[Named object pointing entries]
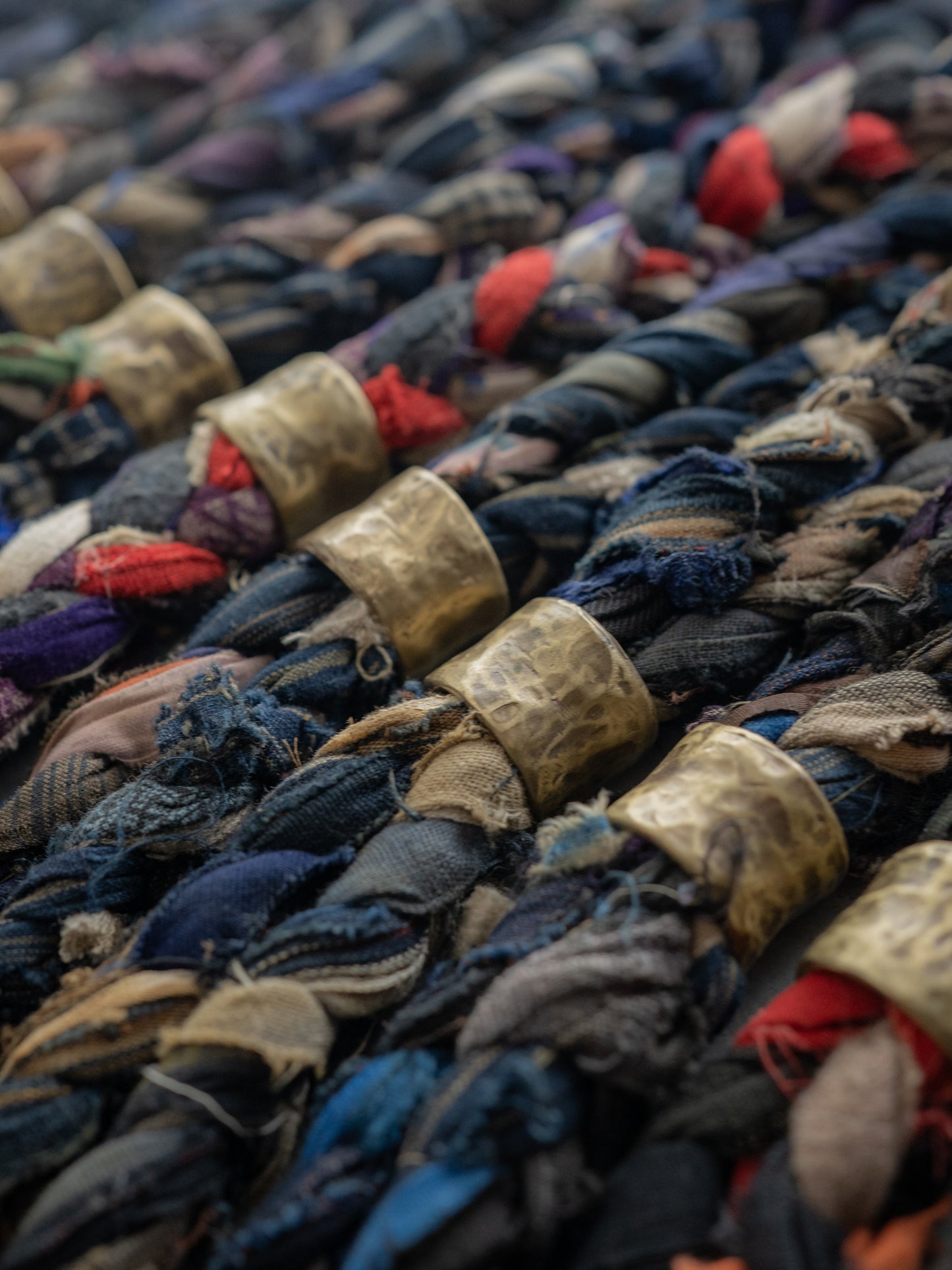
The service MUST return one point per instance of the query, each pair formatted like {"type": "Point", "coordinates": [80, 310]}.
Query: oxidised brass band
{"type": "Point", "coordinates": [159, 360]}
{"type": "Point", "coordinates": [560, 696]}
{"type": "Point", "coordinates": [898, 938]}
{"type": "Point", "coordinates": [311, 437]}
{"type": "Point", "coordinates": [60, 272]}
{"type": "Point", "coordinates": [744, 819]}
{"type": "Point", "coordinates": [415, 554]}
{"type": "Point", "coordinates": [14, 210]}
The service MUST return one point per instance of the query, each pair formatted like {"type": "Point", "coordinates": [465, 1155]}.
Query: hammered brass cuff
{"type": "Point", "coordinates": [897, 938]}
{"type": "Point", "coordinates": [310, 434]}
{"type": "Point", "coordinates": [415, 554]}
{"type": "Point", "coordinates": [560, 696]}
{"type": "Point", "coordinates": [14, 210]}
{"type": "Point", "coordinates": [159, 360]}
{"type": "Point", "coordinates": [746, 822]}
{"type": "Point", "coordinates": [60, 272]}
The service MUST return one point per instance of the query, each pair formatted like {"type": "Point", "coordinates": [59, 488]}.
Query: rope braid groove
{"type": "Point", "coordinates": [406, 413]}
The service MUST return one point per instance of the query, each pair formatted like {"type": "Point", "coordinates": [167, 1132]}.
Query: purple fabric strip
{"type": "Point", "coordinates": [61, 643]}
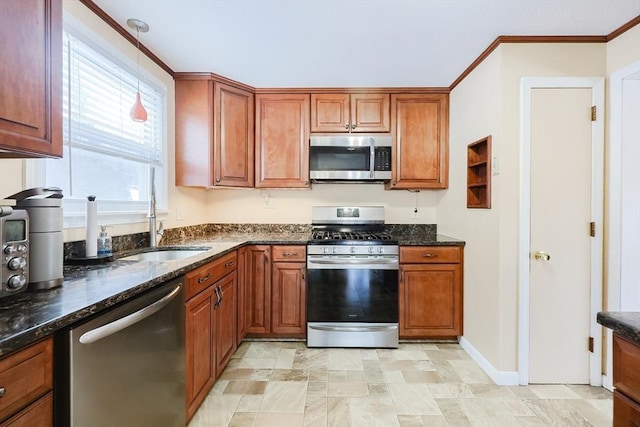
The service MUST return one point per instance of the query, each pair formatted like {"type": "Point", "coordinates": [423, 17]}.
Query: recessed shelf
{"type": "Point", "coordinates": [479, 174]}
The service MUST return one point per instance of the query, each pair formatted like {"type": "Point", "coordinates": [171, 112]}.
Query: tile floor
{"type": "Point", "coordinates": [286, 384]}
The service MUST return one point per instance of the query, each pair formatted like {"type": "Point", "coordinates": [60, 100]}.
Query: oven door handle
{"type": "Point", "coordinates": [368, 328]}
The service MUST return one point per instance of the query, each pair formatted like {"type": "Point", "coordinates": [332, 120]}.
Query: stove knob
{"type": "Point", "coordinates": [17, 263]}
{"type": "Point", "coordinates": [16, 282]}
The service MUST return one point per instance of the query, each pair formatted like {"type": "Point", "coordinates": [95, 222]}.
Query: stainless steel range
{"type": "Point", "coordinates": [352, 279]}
---
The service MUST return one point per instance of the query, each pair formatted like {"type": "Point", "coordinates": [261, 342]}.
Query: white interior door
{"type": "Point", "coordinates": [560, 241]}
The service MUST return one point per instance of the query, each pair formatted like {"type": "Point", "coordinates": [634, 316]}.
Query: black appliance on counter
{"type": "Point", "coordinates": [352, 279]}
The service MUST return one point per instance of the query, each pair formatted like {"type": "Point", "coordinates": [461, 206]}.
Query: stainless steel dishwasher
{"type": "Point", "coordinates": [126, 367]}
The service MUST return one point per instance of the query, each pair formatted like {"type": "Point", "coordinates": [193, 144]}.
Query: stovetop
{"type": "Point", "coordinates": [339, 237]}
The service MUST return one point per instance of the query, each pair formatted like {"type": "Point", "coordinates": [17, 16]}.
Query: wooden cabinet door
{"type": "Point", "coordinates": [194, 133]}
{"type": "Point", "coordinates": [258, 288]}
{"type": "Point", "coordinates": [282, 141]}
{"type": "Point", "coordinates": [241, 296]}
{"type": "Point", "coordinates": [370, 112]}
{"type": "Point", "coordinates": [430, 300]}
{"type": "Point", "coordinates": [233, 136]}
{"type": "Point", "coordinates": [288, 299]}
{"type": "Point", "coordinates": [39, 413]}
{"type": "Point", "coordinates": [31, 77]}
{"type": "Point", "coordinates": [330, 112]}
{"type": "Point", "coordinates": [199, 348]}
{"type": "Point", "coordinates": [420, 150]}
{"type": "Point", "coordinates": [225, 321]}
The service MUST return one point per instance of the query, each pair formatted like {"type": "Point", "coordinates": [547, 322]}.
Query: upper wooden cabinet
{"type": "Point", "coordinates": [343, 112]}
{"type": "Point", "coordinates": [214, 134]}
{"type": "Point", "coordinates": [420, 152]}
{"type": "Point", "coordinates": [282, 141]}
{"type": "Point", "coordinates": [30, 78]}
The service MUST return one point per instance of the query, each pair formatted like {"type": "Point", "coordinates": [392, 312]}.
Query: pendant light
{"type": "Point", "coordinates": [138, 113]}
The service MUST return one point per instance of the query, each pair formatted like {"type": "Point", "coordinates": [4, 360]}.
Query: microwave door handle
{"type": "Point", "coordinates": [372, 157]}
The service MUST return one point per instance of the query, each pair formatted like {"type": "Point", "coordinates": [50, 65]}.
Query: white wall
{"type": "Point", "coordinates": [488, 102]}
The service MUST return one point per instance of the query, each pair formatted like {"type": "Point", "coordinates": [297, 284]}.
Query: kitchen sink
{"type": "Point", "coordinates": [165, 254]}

§ **What the task asks**
Please return each line of the data above that contains the word "cabinet", copied unchanged.

§ **Solution for this exercise**
Query: wooden cabinet door
Query: upper wooden cabinet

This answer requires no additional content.